Input data |
-- Begin --
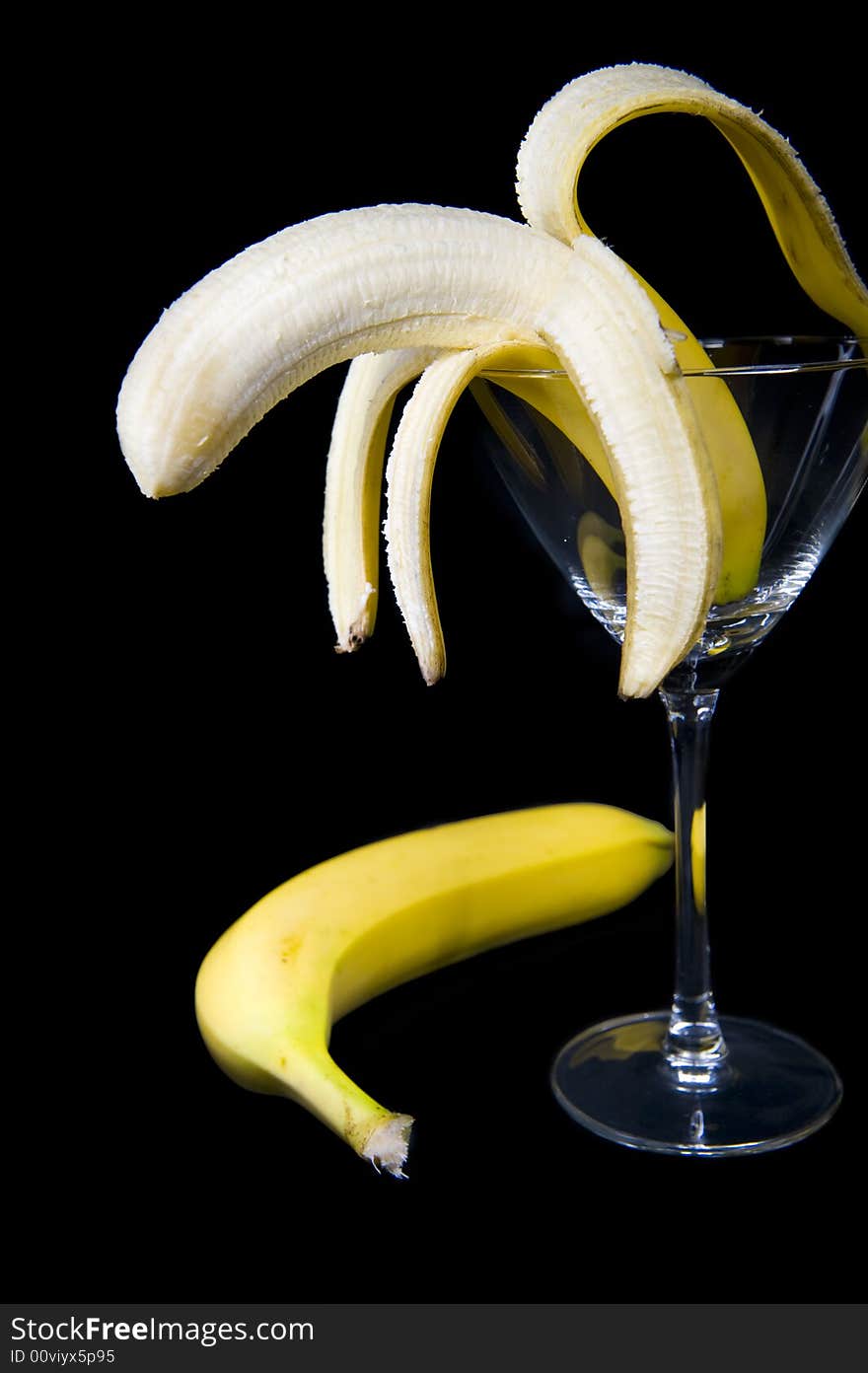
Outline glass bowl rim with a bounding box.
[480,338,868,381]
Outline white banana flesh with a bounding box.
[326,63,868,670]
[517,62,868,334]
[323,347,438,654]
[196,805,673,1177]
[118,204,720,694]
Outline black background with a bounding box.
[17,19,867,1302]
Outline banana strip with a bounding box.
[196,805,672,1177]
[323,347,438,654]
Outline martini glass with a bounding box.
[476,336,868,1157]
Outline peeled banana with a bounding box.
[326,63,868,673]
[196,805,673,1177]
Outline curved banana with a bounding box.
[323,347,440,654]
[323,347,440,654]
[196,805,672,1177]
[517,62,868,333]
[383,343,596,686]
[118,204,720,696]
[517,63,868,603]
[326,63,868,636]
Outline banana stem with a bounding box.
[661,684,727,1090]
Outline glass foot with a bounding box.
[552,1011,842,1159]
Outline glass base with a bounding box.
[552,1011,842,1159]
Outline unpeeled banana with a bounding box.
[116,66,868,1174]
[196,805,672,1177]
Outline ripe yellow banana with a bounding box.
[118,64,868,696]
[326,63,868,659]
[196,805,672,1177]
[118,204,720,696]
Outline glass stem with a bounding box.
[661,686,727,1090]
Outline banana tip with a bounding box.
-- End --
Task to complete |
Rewrite every line of the records above as a JSON list of strings, one string per line, with blank lines left out. Leave the pictures out of the answer.

Complete answer |
[
  "Outline glass bowl rim with a bounding box.",
  "[480,338,868,381]",
  "Outline white banana flesh with a bounding box.",
  "[326,63,868,670]",
  "[517,62,868,334]",
  "[323,347,438,654]",
  "[196,805,673,1177]",
  "[118,204,720,694]",
  "Outline black background with a bounding box.",
  "[17,19,867,1302]",
  "Outline banana strip with a bounding box.",
  "[196,805,672,1177]",
  "[323,347,438,654]",
  "Outline martini glass with a bounding box.",
  "[476,336,868,1157]",
  "Outline peeled banana with a bounding box.",
  "[326,63,868,673]",
  "[196,805,673,1177]",
  "Outline curved banana with a bounding box.",
  "[323,347,440,654]",
  "[323,347,440,654]",
  "[196,805,672,1177]",
  "[517,62,868,333]",
  "[383,343,596,686]",
  "[118,204,720,696]",
  "[517,63,868,603]",
  "[326,63,868,636]",
  "Outline banana stem with a bounding box.",
  "[661,684,727,1090]",
  "Outline glass foot with a bounding box.",
  "[552,1011,842,1159]",
  "Outline glass base with a bounding box.",
  "[552,1011,842,1159]",
  "Outline unpeeled banana with a bounding box.",
  "[116,66,868,1174]",
  "[196,805,672,1177]",
  "Outline ripe yellow banana with a bounding box.",
  "[118,64,868,696]",
  "[326,63,868,659]",
  "[196,805,672,1177]",
  "[118,204,720,696]",
  "Outline glass stem with a bounding box.",
  "[661,686,727,1090]",
  "Outline banana tip with a bounding box."
]